What is required: Reproduce everything from the line containing "the white polo" down to the end of the rows, requests included. Offset every coordinate in the answer points by -50, and leave the requests and their sample points unchanged.

[Pointing entries for labeled objects]
— Start —

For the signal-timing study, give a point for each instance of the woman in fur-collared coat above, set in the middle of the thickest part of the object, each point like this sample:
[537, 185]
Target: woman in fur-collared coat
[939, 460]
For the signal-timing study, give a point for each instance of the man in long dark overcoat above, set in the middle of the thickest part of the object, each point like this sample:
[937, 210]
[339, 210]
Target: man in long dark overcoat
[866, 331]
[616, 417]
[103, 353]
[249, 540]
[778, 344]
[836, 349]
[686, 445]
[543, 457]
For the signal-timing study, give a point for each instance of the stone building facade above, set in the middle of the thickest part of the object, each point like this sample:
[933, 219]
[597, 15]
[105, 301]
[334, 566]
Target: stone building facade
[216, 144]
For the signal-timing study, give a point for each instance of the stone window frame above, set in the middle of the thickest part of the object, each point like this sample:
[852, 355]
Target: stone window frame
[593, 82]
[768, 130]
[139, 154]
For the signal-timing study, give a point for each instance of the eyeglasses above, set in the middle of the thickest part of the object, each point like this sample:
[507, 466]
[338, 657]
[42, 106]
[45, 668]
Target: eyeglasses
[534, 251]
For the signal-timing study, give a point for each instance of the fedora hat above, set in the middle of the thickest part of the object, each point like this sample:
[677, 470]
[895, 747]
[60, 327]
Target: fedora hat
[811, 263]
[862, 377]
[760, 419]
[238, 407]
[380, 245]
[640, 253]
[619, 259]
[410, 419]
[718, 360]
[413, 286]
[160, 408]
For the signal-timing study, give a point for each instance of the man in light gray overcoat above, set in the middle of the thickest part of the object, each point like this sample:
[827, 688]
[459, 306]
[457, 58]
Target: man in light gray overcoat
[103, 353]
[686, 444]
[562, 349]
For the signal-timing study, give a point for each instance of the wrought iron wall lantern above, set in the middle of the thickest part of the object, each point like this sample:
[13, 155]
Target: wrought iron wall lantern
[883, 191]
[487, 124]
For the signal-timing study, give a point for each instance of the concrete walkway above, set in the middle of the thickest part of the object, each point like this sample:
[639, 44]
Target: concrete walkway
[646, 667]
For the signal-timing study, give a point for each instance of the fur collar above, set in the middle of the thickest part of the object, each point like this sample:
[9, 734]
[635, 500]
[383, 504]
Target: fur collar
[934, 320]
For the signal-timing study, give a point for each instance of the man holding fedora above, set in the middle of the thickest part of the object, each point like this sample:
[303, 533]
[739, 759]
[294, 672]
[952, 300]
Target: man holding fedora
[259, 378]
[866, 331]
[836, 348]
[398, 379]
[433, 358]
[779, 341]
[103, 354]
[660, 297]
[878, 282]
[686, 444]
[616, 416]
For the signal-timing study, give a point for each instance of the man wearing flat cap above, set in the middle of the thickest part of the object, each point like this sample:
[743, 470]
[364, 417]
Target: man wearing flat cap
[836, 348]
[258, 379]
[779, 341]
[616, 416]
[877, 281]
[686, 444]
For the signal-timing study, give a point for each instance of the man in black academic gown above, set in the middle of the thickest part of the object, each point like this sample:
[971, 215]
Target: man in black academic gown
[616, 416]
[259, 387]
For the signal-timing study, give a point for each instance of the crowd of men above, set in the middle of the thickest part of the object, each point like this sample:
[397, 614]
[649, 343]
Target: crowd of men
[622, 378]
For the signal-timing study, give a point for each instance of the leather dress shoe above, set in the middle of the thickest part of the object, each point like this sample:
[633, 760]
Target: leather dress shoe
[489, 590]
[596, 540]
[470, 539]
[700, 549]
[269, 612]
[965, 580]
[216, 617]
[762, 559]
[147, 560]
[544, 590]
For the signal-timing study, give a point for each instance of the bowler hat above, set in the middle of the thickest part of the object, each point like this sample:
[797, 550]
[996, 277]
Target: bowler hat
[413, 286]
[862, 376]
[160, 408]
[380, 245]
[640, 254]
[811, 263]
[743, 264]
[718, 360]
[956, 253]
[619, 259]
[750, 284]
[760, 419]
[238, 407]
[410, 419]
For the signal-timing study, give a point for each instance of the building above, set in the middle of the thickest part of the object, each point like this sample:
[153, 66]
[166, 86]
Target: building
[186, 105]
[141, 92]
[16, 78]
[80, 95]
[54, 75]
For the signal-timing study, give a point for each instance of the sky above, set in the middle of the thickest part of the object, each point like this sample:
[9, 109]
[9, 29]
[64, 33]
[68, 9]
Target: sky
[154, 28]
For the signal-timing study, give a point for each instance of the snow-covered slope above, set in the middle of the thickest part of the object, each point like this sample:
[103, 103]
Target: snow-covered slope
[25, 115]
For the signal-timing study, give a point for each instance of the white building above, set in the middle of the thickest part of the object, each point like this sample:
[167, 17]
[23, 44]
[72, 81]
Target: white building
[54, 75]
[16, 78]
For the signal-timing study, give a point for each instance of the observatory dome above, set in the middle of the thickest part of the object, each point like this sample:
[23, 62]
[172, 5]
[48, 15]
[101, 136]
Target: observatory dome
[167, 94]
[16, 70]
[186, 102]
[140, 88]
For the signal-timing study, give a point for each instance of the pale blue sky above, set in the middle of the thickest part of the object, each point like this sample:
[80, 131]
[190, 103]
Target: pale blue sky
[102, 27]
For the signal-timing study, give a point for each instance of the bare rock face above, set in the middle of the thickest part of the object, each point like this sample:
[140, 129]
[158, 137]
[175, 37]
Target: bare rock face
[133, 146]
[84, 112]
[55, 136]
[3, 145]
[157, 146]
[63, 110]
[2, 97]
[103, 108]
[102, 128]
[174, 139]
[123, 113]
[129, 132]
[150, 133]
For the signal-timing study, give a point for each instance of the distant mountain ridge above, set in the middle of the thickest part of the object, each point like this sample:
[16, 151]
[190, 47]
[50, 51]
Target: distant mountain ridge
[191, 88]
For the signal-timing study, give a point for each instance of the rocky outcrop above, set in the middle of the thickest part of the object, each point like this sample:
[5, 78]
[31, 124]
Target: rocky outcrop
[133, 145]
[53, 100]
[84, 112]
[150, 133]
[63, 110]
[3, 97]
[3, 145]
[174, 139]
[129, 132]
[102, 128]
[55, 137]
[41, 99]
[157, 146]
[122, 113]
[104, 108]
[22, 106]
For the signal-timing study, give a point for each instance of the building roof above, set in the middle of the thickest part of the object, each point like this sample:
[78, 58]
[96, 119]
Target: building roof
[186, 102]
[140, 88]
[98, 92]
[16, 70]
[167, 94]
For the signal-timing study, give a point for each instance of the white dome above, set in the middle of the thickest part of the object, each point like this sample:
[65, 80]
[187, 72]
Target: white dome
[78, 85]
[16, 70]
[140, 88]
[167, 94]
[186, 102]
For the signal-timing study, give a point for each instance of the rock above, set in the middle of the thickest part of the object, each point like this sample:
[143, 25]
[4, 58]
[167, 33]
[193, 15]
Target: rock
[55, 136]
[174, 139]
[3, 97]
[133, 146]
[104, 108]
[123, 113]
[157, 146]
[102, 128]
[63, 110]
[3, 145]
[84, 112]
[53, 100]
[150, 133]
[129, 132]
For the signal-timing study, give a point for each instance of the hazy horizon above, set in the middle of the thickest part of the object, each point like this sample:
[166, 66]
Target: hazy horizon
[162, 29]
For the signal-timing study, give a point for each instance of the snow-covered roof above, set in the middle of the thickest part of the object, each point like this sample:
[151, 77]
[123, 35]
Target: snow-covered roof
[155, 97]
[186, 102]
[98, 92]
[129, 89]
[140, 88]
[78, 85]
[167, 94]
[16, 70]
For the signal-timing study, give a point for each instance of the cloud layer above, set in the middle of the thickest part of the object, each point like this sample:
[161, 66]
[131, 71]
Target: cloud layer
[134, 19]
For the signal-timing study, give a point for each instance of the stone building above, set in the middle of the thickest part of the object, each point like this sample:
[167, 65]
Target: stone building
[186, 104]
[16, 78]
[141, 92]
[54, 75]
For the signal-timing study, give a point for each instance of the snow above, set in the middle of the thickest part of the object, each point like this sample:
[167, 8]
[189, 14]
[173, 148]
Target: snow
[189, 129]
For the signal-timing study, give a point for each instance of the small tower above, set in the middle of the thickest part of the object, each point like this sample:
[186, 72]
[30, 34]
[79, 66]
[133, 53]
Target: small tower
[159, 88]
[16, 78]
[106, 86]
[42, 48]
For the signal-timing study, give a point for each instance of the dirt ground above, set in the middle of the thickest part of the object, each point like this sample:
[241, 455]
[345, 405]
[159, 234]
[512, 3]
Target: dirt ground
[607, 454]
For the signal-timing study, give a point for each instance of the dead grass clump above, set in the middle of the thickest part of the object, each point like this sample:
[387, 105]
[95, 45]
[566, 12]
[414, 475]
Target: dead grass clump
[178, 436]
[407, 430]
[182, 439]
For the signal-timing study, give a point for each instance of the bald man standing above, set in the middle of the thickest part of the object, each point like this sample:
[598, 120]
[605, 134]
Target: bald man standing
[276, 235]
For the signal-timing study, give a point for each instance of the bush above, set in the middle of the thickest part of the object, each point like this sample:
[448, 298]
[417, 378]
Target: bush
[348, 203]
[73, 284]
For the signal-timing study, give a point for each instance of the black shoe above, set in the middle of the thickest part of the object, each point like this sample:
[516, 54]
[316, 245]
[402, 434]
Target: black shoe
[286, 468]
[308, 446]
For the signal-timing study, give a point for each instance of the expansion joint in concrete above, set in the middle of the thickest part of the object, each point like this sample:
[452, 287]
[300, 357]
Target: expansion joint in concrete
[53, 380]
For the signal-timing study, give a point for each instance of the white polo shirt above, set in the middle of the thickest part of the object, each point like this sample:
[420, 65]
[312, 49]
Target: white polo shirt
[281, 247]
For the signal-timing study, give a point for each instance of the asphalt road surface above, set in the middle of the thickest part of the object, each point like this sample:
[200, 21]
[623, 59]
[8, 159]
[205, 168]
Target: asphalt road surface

— End —

Output for this task:
For the signal-timing study, give a point for each instance of the white polo shirt above, set in the middle of the thickest part of the object, each point like this sample:
[420, 65]
[312, 49]
Target: white polo shirt
[231, 197]
For the signal-timing study, give a point for each instance of the asphalt road surface above, set in the middle of the thickest part of the object, each point like this sample:
[200, 21]
[623, 59]
[8, 159]
[205, 168]
Target: asphalt road surface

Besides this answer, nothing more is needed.